Pasaje extraído =
━━━━

El gobernante, que aún ejerce, entabló una pelea con el gobierno anterior, su gran elector, en estos temas de paz y negociaciones. El pueblo, consultado sobre los acuerdos, los negó. La polarización se empoderó. Llegó la sucesión presidencial y sin dar más detalles, como lo esgrime Magola, de una, en caricatura de Nani, “volvió a ganar el No”. El hombre más comprometido con los acuerdos, por lo demás un gran ciudadano, convertido en candidato presidencial, careció igualmente de respaldo.

Esto ocurre cuando ya la imagen de un gobierno envuelto en banderas pacificadoras había sido entregada al mundo, para ser aplaudido y premiado. La paz del país, sin embargo, fue más un hecho de la diplomacia y de la prensa mundial, que una realidad interna. Con abuso de la opinión expresada en plebiscito, quienes lo votaron negativamente fueron apelados injuriosamente enemigos de la paz, sólo por oponerse a un proyecto específico y caprichoso del gobernante.

Cuando la sucesión llegó, el triunfo electoral de quienes votaron el No y de quienes se les sumaron cuando ya eran nuevamente victoriosos fue el sacudimiento de una voluntad popular burlada.

━━━━

Ítems proporcionados =
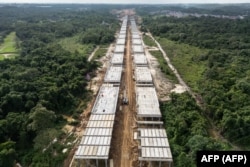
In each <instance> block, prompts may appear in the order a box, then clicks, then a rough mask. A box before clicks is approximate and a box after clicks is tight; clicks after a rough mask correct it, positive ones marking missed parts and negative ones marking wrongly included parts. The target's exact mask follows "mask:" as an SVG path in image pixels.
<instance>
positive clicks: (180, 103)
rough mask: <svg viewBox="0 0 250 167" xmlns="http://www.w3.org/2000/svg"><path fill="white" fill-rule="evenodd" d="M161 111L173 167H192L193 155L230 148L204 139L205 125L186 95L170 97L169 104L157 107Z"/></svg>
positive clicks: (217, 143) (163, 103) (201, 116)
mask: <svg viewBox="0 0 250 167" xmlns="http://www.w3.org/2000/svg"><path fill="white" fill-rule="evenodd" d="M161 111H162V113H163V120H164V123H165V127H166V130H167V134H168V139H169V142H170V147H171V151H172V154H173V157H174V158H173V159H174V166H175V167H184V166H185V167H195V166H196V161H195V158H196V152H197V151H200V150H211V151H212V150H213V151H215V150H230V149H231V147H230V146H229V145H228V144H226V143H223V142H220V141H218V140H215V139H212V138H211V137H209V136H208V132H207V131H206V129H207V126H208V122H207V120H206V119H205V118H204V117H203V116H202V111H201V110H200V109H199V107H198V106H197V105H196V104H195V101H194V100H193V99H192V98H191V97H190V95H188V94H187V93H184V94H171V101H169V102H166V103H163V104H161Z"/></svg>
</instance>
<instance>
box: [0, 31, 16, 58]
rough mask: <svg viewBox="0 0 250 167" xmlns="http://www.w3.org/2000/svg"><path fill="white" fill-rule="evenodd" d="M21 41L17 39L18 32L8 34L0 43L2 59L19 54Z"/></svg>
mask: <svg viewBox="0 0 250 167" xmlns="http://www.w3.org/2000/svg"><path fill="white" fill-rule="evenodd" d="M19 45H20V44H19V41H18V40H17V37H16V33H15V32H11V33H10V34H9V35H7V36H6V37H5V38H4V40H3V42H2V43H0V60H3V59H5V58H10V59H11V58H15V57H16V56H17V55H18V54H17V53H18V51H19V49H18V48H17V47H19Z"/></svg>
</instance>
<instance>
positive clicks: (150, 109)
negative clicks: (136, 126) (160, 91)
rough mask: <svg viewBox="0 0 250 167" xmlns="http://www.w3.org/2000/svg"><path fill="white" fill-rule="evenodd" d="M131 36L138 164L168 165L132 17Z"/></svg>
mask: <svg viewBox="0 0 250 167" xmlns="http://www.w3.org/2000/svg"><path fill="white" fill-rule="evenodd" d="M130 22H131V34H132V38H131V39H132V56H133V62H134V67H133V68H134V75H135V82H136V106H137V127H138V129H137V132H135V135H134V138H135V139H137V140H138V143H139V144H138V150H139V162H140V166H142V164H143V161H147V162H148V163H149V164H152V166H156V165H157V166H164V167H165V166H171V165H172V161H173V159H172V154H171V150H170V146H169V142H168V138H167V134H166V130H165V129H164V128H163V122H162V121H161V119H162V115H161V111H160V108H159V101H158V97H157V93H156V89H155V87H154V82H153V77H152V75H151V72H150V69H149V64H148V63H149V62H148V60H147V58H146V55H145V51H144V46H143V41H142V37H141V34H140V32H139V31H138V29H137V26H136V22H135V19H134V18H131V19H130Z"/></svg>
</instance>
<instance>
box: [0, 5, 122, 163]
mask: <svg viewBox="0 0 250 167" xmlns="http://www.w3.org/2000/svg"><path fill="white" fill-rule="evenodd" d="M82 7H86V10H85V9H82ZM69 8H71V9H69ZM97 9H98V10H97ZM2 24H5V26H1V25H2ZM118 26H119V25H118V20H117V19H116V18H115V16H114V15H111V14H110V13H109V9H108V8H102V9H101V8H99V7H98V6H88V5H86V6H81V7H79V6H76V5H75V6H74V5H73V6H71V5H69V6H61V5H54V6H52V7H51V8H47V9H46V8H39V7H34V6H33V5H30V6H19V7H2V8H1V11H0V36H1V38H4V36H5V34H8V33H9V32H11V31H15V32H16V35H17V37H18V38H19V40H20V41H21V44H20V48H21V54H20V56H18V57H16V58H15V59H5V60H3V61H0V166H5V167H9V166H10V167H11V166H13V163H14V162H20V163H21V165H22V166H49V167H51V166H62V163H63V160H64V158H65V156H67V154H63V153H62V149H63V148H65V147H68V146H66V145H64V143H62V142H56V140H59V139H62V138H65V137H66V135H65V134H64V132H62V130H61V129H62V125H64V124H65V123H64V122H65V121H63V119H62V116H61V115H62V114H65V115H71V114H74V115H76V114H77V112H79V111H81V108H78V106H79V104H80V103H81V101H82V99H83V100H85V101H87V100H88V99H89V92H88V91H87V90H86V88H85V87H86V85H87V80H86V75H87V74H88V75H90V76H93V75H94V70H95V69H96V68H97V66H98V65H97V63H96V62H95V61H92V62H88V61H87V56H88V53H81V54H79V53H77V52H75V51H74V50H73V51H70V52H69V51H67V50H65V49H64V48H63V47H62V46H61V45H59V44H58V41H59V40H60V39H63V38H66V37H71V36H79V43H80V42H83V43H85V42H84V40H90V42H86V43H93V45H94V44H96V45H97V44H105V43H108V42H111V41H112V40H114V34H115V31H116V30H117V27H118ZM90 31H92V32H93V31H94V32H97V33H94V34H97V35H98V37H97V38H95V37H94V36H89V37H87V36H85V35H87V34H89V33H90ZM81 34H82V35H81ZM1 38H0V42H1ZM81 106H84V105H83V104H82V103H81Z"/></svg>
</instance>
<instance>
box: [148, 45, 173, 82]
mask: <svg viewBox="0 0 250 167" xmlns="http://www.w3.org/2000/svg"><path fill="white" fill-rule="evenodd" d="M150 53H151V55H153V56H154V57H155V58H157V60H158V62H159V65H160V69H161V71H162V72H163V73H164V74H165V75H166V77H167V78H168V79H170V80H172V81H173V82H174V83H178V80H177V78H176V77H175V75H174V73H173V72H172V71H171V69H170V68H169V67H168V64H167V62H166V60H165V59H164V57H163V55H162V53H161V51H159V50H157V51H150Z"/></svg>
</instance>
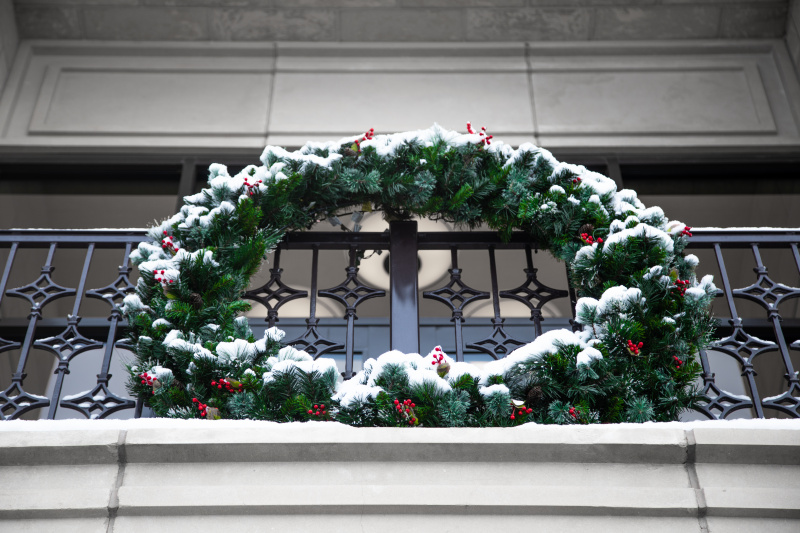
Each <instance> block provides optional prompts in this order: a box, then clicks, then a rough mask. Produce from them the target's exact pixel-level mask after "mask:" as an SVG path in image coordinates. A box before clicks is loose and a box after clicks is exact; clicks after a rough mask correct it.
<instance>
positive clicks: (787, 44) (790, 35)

━━━━

Sobre el ejercicio =
Según el texto sobre el plebiscito y los acuerdos de paz, indica cómo fueron llamados quienes votaron negativamente en el plebiscito.

Respuesta =
Fueron llamados injuriosamente enemigos de la paz.